**Alıntı metin**.
════════════════
Moda endüstrisinin sanatla diyaloğu
Moda endüstrisinin sanatla diyaloğu sanatın erişilebilirliğini arttırıyor ve moda sadece bir tüketim nesnesi olmaktan çıkıp toplumsal ve kültürel bir iletişim aracı hâline geliyor.
AYÇA OKAY
ayca@aycaokay.com
Her yıl Sahra Çölü’nün kıyısında, Kahire’nin kaotik dokusunun güneyinde ve Nil Nehri’nin batısında yer alan Giza Platosu’nun görkemli boşluğunda ArtD'Égypte tarafından düzenlenen “Forever Is Now” adlı sergi farklı disiplinlerden sanatçıları bir araya getiriyor. Ben de bu yıl bu oluşumun küratöryel kurulunda yer almanın bir uzantısı olarak Milano’da Galeria Fumaglia’da gerçekleşen Mısırlı ve İtalyan sanatçıların bir araya geldiği “Tale Of Two Cities” isimli karma sergiyi takiben Milano ve Roma’daki iki büyük moda devinin Missoni ve Fendi endüstriyel hafızasından tasarım anlayışlarına, arşivlerinden sanat projelerine uzanan kültürel bir keşif gezisine katıldım.
════════════════
Alıntı metne göre “Forever Is Now” adlı sergiyi hangi kuruluş düzenliyor? Bu alıştırmayı yapmak için verilere ihtiyaç yoktur.
════════════════
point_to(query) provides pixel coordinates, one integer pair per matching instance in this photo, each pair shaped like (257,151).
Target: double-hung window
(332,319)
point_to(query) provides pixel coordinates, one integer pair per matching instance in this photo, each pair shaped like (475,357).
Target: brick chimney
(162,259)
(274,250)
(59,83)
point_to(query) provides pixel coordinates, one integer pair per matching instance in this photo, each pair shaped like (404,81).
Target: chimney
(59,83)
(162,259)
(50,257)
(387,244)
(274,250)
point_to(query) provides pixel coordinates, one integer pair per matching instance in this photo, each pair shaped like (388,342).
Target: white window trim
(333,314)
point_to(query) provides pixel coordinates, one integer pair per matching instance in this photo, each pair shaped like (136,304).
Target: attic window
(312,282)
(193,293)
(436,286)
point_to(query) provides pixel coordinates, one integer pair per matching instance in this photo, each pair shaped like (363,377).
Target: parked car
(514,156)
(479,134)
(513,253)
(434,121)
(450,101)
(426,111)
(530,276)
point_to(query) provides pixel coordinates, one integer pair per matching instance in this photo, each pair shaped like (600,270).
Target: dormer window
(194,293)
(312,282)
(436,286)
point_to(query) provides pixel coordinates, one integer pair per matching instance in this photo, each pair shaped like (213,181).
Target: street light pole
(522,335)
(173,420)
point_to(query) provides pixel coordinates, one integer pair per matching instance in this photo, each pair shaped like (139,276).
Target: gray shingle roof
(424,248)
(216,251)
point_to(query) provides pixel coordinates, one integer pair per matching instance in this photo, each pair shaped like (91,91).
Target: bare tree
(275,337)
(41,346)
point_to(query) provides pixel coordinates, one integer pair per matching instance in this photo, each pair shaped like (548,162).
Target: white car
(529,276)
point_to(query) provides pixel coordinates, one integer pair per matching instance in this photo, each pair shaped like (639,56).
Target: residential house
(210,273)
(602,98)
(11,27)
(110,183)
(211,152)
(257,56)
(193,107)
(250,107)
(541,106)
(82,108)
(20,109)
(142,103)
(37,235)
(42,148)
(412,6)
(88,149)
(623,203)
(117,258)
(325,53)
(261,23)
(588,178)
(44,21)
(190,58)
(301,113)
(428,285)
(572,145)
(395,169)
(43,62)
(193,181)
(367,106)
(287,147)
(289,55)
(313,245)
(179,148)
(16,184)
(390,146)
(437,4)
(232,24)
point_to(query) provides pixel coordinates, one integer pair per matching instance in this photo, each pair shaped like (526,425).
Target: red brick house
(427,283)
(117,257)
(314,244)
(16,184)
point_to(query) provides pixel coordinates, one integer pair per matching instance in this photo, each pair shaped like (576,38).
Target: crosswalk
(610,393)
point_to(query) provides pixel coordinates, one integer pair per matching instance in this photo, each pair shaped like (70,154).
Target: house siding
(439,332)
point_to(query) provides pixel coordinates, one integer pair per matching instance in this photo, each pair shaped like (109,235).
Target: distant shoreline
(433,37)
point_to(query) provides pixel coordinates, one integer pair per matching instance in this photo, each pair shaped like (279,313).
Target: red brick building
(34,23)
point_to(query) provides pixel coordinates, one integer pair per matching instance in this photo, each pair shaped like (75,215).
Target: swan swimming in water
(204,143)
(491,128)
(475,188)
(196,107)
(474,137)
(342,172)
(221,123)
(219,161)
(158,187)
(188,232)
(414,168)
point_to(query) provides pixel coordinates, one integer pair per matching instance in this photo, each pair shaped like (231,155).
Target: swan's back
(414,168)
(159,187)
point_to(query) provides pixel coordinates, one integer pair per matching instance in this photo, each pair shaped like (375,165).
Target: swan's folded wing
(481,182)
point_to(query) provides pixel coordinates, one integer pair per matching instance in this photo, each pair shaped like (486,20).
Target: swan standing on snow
════════════════
**Çıktı**.
ArtD'Égypte